─── 引用文
映画視聴前の前情報として、また、映画を見た後の解説や考察レビューとして是非ご参考ください。
町山さん『ウィキッド ふたりの魔女』解説レビューの概要
①勇気ある作品のうちの1つ
②多様性を描く映画が作りづらい現代で意味のある公開
③『ウィキッド』の元になった『オズの魔法使い』
④『オズの魔法使い』の悪い魔女は本当に悪いのか?という視点で、悪い魔女の立場で物語を語り直したのが『ウィキッド』の原作本
⑤第1幕だけを映画化したのが今回の『ウィキッド ふたりの魔女』
⑥この悪い魔女と良い魔女は、実は若い頃○○だった
⑦グリンダは良い人だと思われるためならどんな悪い事でもする人
※○○の中に入る文章は、この記事の1番最後で公開しています。
TBSラジオたまむすびでラジオ音源を聞いて頂くか、書き起こし全文をご覧頂くか、この記事の1番最後を見て頂く事で判明します。
『ウィキッド ふたりの魔女』町山さんの評価とは
(石山蓮華)昨日はアカデミー賞の発表がありましたね。
(町山智浩)はい。このこねくとでも紹介させて頂いて今公開中のですね、『ノー・アザー・ランド 故郷は他にない』が、長編ドキュメンタリー映画賞を受賞しました。

(町山智浩)これはすごく大きな事だったと思いますねアメリカでね。これは映画の内容はイスラエルの中にあるパレスチナ人地区のですねヨルダン川西岸に住んでいる人達が、イスラエル軍によって家を破壊されて追い出されてるんですね。そこに住んでる若者がこの映画をずっと取り続けてるんですけども、それこそ銃で撃たれたりしながらね。途中からイスラエルの若者もそこに参加して、一緒にドキュメンタリーを作って行くんですよ。共同監督なんですけど、アカデミー賞の授賞式ではこのイスラエルの監督とパレスチナの監督2人共同監督がステージに並んで立ちました。これはすごい大きな事で、アメリカなんでね、アカデミー賞は。トランプ大統領がガザ地区というもう1つのパレスチナ人が住んでいる地区がありまして、そこはイスラエルの空爆によって5万人とか亡くなってるんですけど、そこの廃墟を片付けて高級リゾートを建てるって言い出してるんですね。あの、これもう信じられないですけどアメリカがそこを占領して高級リゾートを建てると。5万人死んでいる所にですよ。しかもそこにまだ少し、少しと言ったらあれですけど、まだ何万人ものパレスチナ人達が残ってるんでその人達を全部国外に追放すると。言ってる人が大統領のところでこの『ノー・アザー・ランド 故郷は他にない』がアカデミー賞とったというのは、これはすごく大きな事だったと思いますよ。
──────
_必要な作業_
[1] 下の行のうち、「object=woman's raised arm」を含む行から最後の行までを、両端も含めて一字も変えずに出力すること。
[2] 上の『ウィキッド ふたりの魔女』解説記事を、最後の文のあとから書き継ぐこと。
─── 抽出データ
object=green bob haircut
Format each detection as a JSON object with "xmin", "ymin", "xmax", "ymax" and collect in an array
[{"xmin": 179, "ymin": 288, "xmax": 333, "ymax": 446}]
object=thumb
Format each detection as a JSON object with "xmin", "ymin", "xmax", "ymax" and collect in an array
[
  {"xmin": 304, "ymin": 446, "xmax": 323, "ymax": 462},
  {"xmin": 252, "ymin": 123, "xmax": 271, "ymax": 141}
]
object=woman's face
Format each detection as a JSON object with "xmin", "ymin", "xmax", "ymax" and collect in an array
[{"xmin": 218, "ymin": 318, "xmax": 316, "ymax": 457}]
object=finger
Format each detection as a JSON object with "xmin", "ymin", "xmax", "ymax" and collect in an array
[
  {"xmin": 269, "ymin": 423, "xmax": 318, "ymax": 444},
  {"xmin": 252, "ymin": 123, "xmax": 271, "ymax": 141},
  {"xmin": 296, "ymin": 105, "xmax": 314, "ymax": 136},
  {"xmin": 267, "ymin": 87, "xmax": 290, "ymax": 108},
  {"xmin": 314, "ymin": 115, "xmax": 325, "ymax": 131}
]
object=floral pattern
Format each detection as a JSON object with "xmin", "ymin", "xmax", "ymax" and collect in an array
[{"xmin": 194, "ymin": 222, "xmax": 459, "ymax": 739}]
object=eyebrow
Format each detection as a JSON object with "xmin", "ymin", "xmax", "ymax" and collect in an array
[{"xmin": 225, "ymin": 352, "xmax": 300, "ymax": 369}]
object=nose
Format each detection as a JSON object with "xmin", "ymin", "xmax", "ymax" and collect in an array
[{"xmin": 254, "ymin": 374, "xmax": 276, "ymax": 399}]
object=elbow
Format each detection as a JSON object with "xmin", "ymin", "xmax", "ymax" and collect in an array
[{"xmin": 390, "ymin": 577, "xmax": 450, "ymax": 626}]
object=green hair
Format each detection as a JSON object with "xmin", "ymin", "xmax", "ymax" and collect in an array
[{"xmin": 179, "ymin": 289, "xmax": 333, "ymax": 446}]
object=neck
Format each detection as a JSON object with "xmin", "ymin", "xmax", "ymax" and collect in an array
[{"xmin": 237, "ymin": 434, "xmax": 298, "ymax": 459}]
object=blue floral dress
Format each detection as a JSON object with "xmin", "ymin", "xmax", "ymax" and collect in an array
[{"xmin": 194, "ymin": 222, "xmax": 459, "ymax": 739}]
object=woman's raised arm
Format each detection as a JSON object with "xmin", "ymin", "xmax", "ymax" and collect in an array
──────
_各作業の回答_
[1]
object=woman's raised arm
Format each detection as a JSON object with "xmin", "ymin", "xmax", "ymax" and collect in an array

[2]
(石山蓮華)そうですね。
(でか美ちゃん)だし、こういう作品がノミネートされて受賞しているうちになんとかあげなきゃいけない声ってたくさんあるんだろうなと感じました。そういうのが作品も認められなくなっちゃったらどうしようというか。前まではそういう事考えてもなかったけど。ありうる未来と思っちゃうので、私は最近は。
(町山智浩)そう。その通りですね。作れなくなっちゃうかもしれないという事態になっちゃってるんですよ。これね日本であんまり伝わってないと思うんですけど、アメリカねテレビ局の中でいっぱいテレビ局がある訳ですけども、トランプ大統領に批判的だった人が次々とクビになっています。
(石山蓮華)え。
(町山智浩)キャスターとか。
(石山蓮華)あぁ。
トランプ大統領に批判的だった人が次々とクビに。
(町山智浩)これすごい事態になってるんで、どうしてそうなっちゃったかというとね、日本と違って・・日本と違うのかな同じなのかな、わからないけどテレビ局って後ろにその大きい企業チームがある訳ですよ。そこがやっぱりね、トランプと大統領とぶつかると非常にまずいところがあるんですね。企業体が。例えばディズニーなんですよ。ディズニーはずっと、DEIと言われる多様性を推進するような会社の内部の雇用とかのシステムもそうだし、映画の内容もそうですよね。ところがトランプ大統領の就任してすぐに出した大統領令は、DEIを撲滅するっていう。(笑)多様性をこの世から滅ぼすというですね、すごい大統領令出しましたんで。そうするとディズニーの方針とぶつかっちゃう訳ですけど、でもディズニーみたいな規模の会社だとすごく政府との仕事とか多いですよね。ディズニーランドとかディズニーワールドとか色々あるから。そうすると、対立できない訳ですよ。そうすると、ABCテレビというテレビ局がディズニーの主体にあるんですが、そこであんまりトランプを批判しないようにという形になる訳ですよ。それはすべてのテレビ局にあって、やっぱり1つじゃなくてみんな色々な企業体の中のテレビ部門なんで。なんらかの形でやっぱり、政府はテレビに関しては許認可権持ってるしね。
(でか美ちゃん)そうですね。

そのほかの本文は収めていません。